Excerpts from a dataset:
╔══

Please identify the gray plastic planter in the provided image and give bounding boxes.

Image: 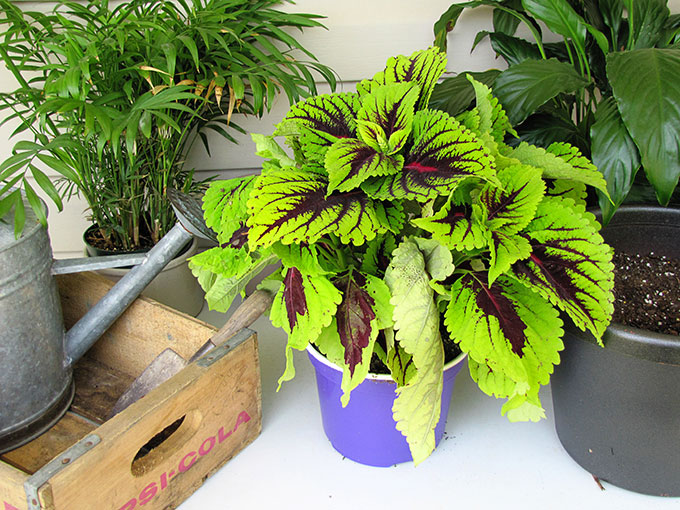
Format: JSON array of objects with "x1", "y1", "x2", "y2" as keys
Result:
[{"x1": 551, "y1": 206, "x2": 680, "y2": 497}]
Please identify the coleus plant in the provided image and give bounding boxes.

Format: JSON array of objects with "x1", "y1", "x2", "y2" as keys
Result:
[{"x1": 190, "y1": 48, "x2": 615, "y2": 464}]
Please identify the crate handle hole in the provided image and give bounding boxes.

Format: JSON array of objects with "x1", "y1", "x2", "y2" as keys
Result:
[{"x1": 131, "y1": 409, "x2": 202, "y2": 477}]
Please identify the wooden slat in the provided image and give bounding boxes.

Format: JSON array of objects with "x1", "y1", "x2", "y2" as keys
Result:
[
  {"x1": 0, "y1": 413, "x2": 95, "y2": 475},
  {"x1": 45, "y1": 334, "x2": 262, "y2": 510},
  {"x1": 56, "y1": 272, "x2": 216, "y2": 378},
  {"x1": 71, "y1": 357, "x2": 136, "y2": 424},
  {"x1": 0, "y1": 462, "x2": 29, "y2": 510}
]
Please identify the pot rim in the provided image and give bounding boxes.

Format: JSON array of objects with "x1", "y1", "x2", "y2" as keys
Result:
[
  {"x1": 84, "y1": 235, "x2": 199, "y2": 273},
  {"x1": 577, "y1": 204, "x2": 680, "y2": 364},
  {"x1": 305, "y1": 343, "x2": 467, "y2": 381}
]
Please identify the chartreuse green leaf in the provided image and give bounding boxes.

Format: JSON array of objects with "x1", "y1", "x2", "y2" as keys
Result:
[
  {"x1": 412, "y1": 198, "x2": 487, "y2": 252},
  {"x1": 280, "y1": 92, "x2": 361, "y2": 163},
  {"x1": 247, "y1": 170, "x2": 388, "y2": 247},
  {"x1": 503, "y1": 141, "x2": 609, "y2": 197},
  {"x1": 203, "y1": 177, "x2": 255, "y2": 245},
  {"x1": 309, "y1": 272, "x2": 393, "y2": 406},
  {"x1": 412, "y1": 237, "x2": 455, "y2": 282},
  {"x1": 357, "y1": 48, "x2": 447, "y2": 111},
  {"x1": 445, "y1": 273, "x2": 563, "y2": 421},
  {"x1": 251, "y1": 133, "x2": 296, "y2": 168},
  {"x1": 476, "y1": 164, "x2": 545, "y2": 284},
  {"x1": 324, "y1": 139, "x2": 403, "y2": 193},
  {"x1": 270, "y1": 263, "x2": 343, "y2": 389},
  {"x1": 430, "y1": 70, "x2": 501, "y2": 119},
  {"x1": 385, "y1": 239, "x2": 445, "y2": 465},
  {"x1": 356, "y1": 82, "x2": 419, "y2": 154},
  {"x1": 607, "y1": 48, "x2": 680, "y2": 206},
  {"x1": 470, "y1": 356, "x2": 545, "y2": 421},
  {"x1": 511, "y1": 196, "x2": 614, "y2": 340},
  {"x1": 467, "y1": 76, "x2": 516, "y2": 144},
  {"x1": 478, "y1": 165, "x2": 545, "y2": 234},
  {"x1": 362, "y1": 109, "x2": 495, "y2": 202},
  {"x1": 546, "y1": 179, "x2": 599, "y2": 231},
  {"x1": 272, "y1": 243, "x2": 327, "y2": 276},
  {"x1": 486, "y1": 231, "x2": 532, "y2": 286},
  {"x1": 189, "y1": 247, "x2": 276, "y2": 313}
]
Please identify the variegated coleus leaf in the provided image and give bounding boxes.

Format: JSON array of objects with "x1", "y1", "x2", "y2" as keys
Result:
[
  {"x1": 357, "y1": 47, "x2": 447, "y2": 111},
  {"x1": 546, "y1": 179, "x2": 600, "y2": 231},
  {"x1": 202, "y1": 177, "x2": 255, "y2": 246},
  {"x1": 189, "y1": 246, "x2": 277, "y2": 313},
  {"x1": 478, "y1": 165, "x2": 545, "y2": 234},
  {"x1": 477, "y1": 164, "x2": 546, "y2": 285},
  {"x1": 277, "y1": 92, "x2": 361, "y2": 164},
  {"x1": 467, "y1": 76, "x2": 517, "y2": 145},
  {"x1": 412, "y1": 198, "x2": 487, "y2": 252},
  {"x1": 335, "y1": 270, "x2": 377, "y2": 375},
  {"x1": 356, "y1": 82, "x2": 420, "y2": 154},
  {"x1": 510, "y1": 196, "x2": 615, "y2": 340},
  {"x1": 270, "y1": 263, "x2": 343, "y2": 388},
  {"x1": 246, "y1": 170, "x2": 392, "y2": 247},
  {"x1": 486, "y1": 231, "x2": 532, "y2": 287},
  {"x1": 325, "y1": 138, "x2": 404, "y2": 193},
  {"x1": 502, "y1": 141, "x2": 610, "y2": 198},
  {"x1": 386, "y1": 338, "x2": 417, "y2": 387},
  {"x1": 384, "y1": 239, "x2": 445, "y2": 465},
  {"x1": 313, "y1": 274, "x2": 393, "y2": 405},
  {"x1": 361, "y1": 109, "x2": 495, "y2": 202},
  {"x1": 444, "y1": 272, "x2": 564, "y2": 420},
  {"x1": 545, "y1": 178, "x2": 587, "y2": 204}
]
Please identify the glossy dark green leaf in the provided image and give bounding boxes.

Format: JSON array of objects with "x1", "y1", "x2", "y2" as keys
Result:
[
  {"x1": 521, "y1": 0, "x2": 587, "y2": 53},
  {"x1": 590, "y1": 97, "x2": 640, "y2": 225},
  {"x1": 607, "y1": 48, "x2": 680, "y2": 205},
  {"x1": 494, "y1": 58, "x2": 589, "y2": 125},
  {"x1": 632, "y1": 0, "x2": 669, "y2": 49},
  {"x1": 430, "y1": 70, "x2": 501, "y2": 118},
  {"x1": 488, "y1": 32, "x2": 543, "y2": 66}
]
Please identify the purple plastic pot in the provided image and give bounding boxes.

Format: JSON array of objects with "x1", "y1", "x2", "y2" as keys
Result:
[{"x1": 306, "y1": 345, "x2": 467, "y2": 467}]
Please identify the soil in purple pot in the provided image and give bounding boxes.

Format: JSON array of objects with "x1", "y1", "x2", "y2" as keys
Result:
[{"x1": 612, "y1": 251, "x2": 680, "y2": 335}]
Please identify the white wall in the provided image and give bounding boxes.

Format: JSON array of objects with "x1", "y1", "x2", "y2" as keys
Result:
[{"x1": 0, "y1": 1, "x2": 505, "y2": 257}]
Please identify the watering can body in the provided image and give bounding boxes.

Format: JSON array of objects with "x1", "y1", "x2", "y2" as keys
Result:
[
  {"x1": 0, "y1": 215, "x2": 73, "y2": 451},
  {"x1": 0, "y1": 197, "x2": 195, "y2": 453}
]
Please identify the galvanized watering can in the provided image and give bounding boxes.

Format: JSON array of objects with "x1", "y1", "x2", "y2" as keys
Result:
[{"x1": 0, "y1": 196, "x2": 200, "y2": 453}]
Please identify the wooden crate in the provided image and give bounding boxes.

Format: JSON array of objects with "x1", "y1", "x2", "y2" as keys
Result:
[{"x1": 0, "y1": 272, "x2": 262, "y2": 510}]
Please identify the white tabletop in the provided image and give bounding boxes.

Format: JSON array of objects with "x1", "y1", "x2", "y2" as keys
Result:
[{"x1": 178, "y1": 300, "x2": 678, "y2": 510}]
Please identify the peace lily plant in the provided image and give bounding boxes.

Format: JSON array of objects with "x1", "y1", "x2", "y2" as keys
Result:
[
  {"x1": 432, "y1": 0, "x2": 680, "y2": 225},
  {"x1": 191, "y1": 48, "x2": 615, "y2": 464}
]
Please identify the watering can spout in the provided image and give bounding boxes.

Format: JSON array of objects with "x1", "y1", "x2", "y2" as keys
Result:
[
  {"x1": 62, "y1": 189, "x2": 216, "y2": 367},
  {"x1": 62, "y1": 222, "x2": 193, "y2": 367}
]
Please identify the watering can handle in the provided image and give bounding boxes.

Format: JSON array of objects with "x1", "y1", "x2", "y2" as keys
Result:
[{"x1": 63, "y1": 222, "x2": 193, "y2": 367}]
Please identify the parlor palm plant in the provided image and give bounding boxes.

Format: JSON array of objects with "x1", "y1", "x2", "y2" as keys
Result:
[{"x1": 0, "y1": 0, "x2": 335, "y2": 248}]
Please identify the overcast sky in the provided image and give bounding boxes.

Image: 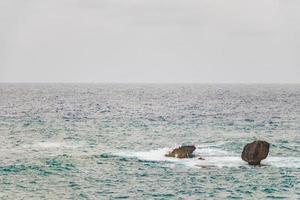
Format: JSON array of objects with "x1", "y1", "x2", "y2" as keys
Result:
[{"x1": 0, "y1": 0, "x2": 299, "y2": 83}]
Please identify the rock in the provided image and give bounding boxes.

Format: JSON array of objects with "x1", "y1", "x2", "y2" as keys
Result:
[
  {"x1": 165, "y1": 145, "x2": 196, "y2": 158},
  {"x1": 241, "y1": 140, "x2": 270, "y2": 165}
]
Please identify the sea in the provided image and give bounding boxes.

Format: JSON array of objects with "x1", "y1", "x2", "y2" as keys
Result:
[{"x1": 0, "y1": 83, "x2": 299, "y2": 199}]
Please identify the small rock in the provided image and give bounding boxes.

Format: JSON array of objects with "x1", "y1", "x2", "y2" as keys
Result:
[{"x1": 165, "y1": 145, "x2": 196, "y2": 159}]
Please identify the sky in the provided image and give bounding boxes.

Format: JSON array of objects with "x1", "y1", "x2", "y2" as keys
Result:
[{"x1": 0, "y1": 0, "x2": 300, "y2": 83}]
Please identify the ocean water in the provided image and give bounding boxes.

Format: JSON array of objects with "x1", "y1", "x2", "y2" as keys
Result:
[{"x1": 0, "y1": 83, "x2": 299, "y2": 199}]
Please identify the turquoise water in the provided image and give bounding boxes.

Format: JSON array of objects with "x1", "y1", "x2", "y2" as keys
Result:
[{"x1": 0, "y1": 84, "x2": 299, "y2": 199}]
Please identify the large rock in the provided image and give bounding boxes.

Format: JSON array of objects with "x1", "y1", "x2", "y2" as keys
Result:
[
  {"x1": 165, "y1": 145, "x2": 196, "y2": 158},
  {"x1": 241, "y1": 140, "x2": 270, "y2": 165}
]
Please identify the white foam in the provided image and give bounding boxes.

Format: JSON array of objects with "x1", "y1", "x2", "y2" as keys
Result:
[
  {"x1": 264, "y1": 157, "x2": 300, "y2": 168},
  {"x1": 115, "y1": 148, "x2": 172, "y2": 162},
  {"x1": 23, "y1": 142, "x2": 82, "y2": 149},
  {"x1": 195, "y1": 148, "x2": 232, "y2": 156},
  {"x1": 36, "y1": 142, "x2": 62, "y2": 148},
  {"x1": 114, "y1": 147, "x2": 300, "y2": 168}
]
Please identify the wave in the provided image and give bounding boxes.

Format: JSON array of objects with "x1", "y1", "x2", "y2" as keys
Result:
[
  {"x1": 114, "y1": 147, "x2": 300, "y2": 168},
  {"x1": 22, "y1": 142, "x2": 82, "y2": 149}
]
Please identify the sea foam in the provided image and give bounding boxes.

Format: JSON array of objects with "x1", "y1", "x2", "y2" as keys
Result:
[
  {"x1": 21, "y1": 142, "x2": 82, "y2": 149},
  {"x1": 114, "y1": 147, "x2": 300, "y2": 168}
]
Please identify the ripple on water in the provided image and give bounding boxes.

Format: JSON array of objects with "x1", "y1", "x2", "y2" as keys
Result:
[{"x1": 1, "y1": 84, "x2": 300, "y2": 199}]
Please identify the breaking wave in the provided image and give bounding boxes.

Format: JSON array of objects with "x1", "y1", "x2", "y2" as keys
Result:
[{"x1": 114, "y1": 146, "x2": 300, "y2": 168}]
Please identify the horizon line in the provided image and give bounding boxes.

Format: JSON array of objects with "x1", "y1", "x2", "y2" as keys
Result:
[{"x1": 0, "y1": 82, "x2": 299, "y2": 84}]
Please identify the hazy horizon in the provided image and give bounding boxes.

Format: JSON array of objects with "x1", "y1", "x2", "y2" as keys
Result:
[
  {"x1": 1, "y1": 0, "x2": 300, "y2": 83},
  {"x1": 1, "y1": 82, "x2": 300, "y2": 85}
]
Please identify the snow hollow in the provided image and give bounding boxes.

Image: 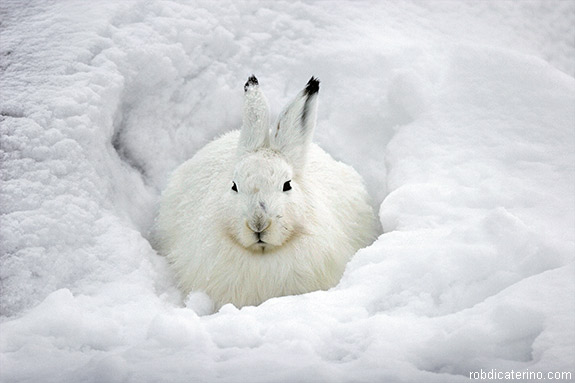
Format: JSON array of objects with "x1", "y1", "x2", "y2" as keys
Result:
[{"x1": 1, "y1": 1, "x2": 574, "y2": 382}]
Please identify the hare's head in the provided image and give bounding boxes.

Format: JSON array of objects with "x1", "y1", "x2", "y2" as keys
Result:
[{"x1": 224, "y1": 75, "x2": 319, "y2": 254}]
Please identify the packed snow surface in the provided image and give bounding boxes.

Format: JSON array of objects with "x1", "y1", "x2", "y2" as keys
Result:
[{"x1": 1, "y1": 1, "x2": 574, "y2": 382}]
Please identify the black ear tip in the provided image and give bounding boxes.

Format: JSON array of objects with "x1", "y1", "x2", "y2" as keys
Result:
[
  {"x1": 244, "y1": 75, "x2": 259, "y2": 91},
  {"x1": 305, "y1": 76, "x2": 320, "y2": 95}
]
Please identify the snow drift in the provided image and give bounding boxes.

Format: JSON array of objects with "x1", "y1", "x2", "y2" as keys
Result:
[{"x1": 1, "y1": 1, "x2": 574, "y2": 382}]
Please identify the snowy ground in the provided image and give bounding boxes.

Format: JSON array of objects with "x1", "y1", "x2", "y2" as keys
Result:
[{"x1": 1, "y1": 1, "x2": 574, "y2": 382}]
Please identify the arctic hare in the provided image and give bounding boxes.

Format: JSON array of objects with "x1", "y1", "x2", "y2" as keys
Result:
[{"x1": 155, "y1": 75, "x2": 378, "y2": 310}]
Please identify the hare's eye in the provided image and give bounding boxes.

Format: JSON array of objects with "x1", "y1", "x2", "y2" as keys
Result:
[
  {"x1": 283, "y1": 180, "x2": 292, "y2": 192},
  {"x1": 231, "y1": 182, "x2": 238, "y2": 192}
]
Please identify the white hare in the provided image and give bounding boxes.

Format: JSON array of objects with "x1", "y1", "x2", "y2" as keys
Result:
[{"x1": 155, "y1": 75, "x2": 378, "y2": 310}]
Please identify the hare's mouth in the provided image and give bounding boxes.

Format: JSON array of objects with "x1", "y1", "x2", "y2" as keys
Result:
[
  {"x1": 226, "y1": 230, "x2": 273, "y2": 253},
  {"x1": 252, "y1": 231, "x2": 271, "y2": 247},
  {"x1": 249, "y1": 232, "x2": 286, "y2": 253},
  {"x1": 248, "y1": 241, "x2": 274, "y2": 254}
]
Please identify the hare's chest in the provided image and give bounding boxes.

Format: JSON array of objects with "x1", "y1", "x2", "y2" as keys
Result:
[{"x1": 196, "y1": 247, "x2": 340, "y2": 309}]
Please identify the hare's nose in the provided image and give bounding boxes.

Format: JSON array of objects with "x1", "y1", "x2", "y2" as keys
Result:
[{"x1": 248, "y1": 218, "x2": 271, "y2": 233}]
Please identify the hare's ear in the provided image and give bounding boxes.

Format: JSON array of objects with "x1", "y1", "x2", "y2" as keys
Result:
[
  {"x1": 238, "y1": 75, "x2": 270, "y2": 155},
  {"x1": 270, "y1": 77, "x2": 319, "y2": 171}
]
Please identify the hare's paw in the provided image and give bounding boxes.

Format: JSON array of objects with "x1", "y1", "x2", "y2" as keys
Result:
[{"x1": 244, "y1": 75, "x2": 259, "y2": 92}]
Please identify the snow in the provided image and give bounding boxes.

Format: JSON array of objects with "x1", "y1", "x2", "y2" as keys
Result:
[{"x1": 1, "y1": 1, "x2": 574, "y2": 382}]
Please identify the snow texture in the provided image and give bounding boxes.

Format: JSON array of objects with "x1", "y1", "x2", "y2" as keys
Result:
[{"x1": 1, "y1": 1, "x2": 574, "y2": 382}]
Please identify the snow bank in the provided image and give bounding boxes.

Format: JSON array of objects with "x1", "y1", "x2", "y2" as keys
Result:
[{"x1": 1, "y1": 1, "x2": 574, "y2": 382}]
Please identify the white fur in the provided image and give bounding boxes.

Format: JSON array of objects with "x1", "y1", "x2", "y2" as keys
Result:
[{"x1": 155, "y1": 76, "x2": 378, "y2": 310}]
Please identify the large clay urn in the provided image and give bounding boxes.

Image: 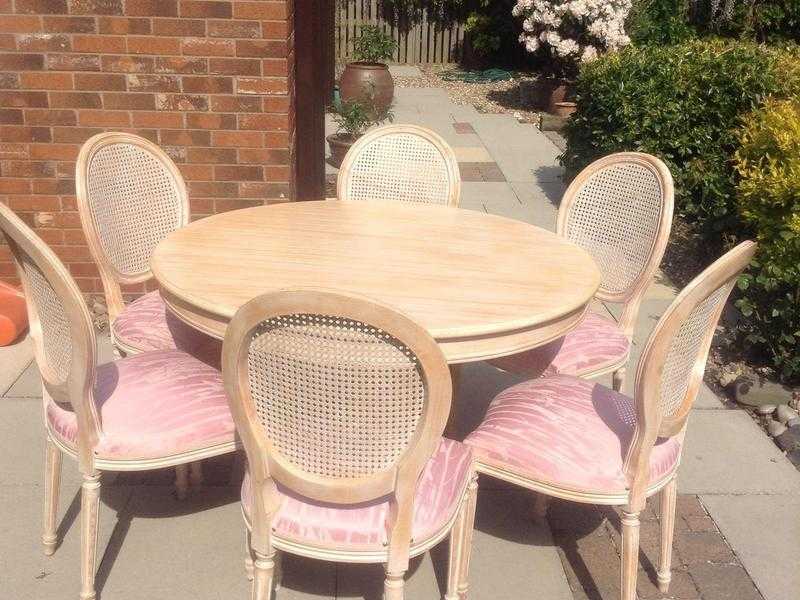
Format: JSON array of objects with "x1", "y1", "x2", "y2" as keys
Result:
[{"x1": 339, "y1": 62, "x2": 394, "y2": 112}]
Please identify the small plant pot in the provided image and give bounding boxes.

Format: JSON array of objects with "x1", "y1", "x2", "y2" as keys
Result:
[
  {"x1": 552, "y1": 101, "x2": 577, "y2": 118},
  {"x1": 339, "y1": 62, "x2": 394, "y2": 113},
  {"x1": 521, "y1": 78, "x2": 575, "y2": 111},
  {"x1": 0, "y1": 282, "x2": 27, "y2": 346},
  {"x1": 327, "y1": 133, "x2": 359, "y2": 168}
]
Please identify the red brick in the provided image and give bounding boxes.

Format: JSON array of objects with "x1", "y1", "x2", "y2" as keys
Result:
[
  {"x1": 234, "y1": 1, "x2": 285, "y2": 20},
  {"x1": 51, "y1": 126, "x2": 102, "y2": 143},
  {"x1": 180, "y1": 1, "x2": 232, "y2": 18},
  {"x1": 154, "y1": 56, "x2": 207, "y2": 74},
  {"x1": 69, "y1": 262, "x2": 100, "y2": 277},
  {"x1": 24, "y1": 109, "x2": 76, "y2": 126},
  {"x1": 47, "y1": 53, "x2": 101, "y2": 71},
  {"x1": 212, "y1": 130, "x2": 262, "y2": 147},
  {"x1": 0, "y1": 179, "x2": 31, "y2": 194},
  {"x1": 188, "y1": 196, "x2": 213, "y2": 212},
  {"x1": 185, "y1": 112, "x2": 235, "y2": 129},
  {"x1": 126, "y1": 0, "x2": 177, "y2": 16},
  {"x1": 1, "y1": 160, "x2": 55, "y2": 177},
  {"x1": 181, "y1": 76, "x2": 233, "y2": 94},
  {"x1": 0, "y1": 74, "x2": 20, "y2": 89},
  {"x1": 214, "y1": 165, "x2": 263, "y2": 181},
  {"x1": 132, "y1": 111, "x2": 183, "y2": 128},
  {"x1": 0, "y1": 125, "x2": 51, "y2": 143},
  {"x1": 238, "y1": 113, "x2": 287, "y2": 131},
  {"x1": 215, "y1": 198, "x2": 263, "y2": 211},
  {"x1": 262, "y1": 58, "x2": 288, "y2": 77},
  {"x1": 261, "y1": 20, "x2": 287, "y2": 39},
  {"x1": 15, "y1": 0, "x2": 67, "y2": 14},
  {"x1": 32, "y1": 178, "x2": 74, "y2": 194},
  {"x1": 160, "y1": 129, "x2": 211, "y2": 146},
  {"x1": 263, "y1": 95, "x2": 290, "y2": 113},
  {"x1": 16, "y1": 33, "x2": 71, "y2": 52},
  {"x1": 0, "y1": 109, "x2": 24, "y2": 124},
  {"x1": 78, "y1": 110, "x2": 131, "y2": 127},
  {"x1": 209, "y1": 57, "x2": 260, "y2": 76},
  {"x1": 0, "y1": 53, "x2": 45, "y2": 71},
  {"x1": 100, "y1": 55, "x2": 153, "y2": 73},
  {"x1": 188, "y1": 181, "x2": 238, "y2": 197},
  {"x1": 0, "y1": 35, "x2": 15, "y2": 50},
  {"x1": 236, "y1": 77, "x2": 287, "y2": 95},
  {"x1": 0, "y1": 142, "x2": 28, "y2": 159},
  {"x1": 209, "y1": 94, "x2": 261, "y2": 112},
  {"x1": 73, "y1": 35, "x2": 126, "y2": 53},
  {"x1": 20, "y1": 72, "x2": 73, "y2": 91},
  {"x1": 42, "y1": 16, "x2": 96, "y2": 33},
  {"x1": 155, "y1": 93, "x2": 208, "y2": 112},
  {"x1": 126, "y1": 74, "x2": 180, "y2": 92},
  {"x1": 128, "y1": 36, "x2": 181, "y2": 55},
  {"x1": 264, "y1": 131, "x2": 288, "y2": 147},
  {"x1": 75, "y1": 73, "x2": 126, "y2": 91},
  {"x1": 7, "y1": 195, "x2": 62, "y2": 212},
  {"x1": 0, "y1": 16, "x2": 42, "y2": 33},
  {"x1": 50, "y1": 92, "x2": 101, "y2": 108},
  {"x1": 236, "y1": 39, "x2": 285, "y2": 58},
  {"x1": 102, "y1": 92, "x2": 156, "y2": 110},
  {"x1": 208, "y1": 19, "x2": 260, "y2": 38},
  {"x1": 182, "y1": 38, "x2": 235, "y2": 56},
  {"x1": 179, "y1": 164, "x2": 211, "y2": 181},
  {"x1": 29, "y1": 143, "x2": 79, "y2": 160},
  {"x1": 97, "y1": 16, "x2": 151, "y2": 35},
  {"x1": 63, "y1": 229, "x2": 89, "y2": 243},
  {"x1": 186, "y1": 146, "x2": 236, "y2": 163},
  {"x1": 152, "y1": 18, "x2": 206, "y2": 36},
  {"x1": 67, "y1": 0, "x2": 124, "y2": 15}
]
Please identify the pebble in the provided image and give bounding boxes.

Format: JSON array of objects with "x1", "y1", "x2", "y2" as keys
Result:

╚══

DESCRIPTION OF THE TASK ->
Tell how many lines of the records above hold the string "green". Give no other text.

REPLY TO THE TASK ->
2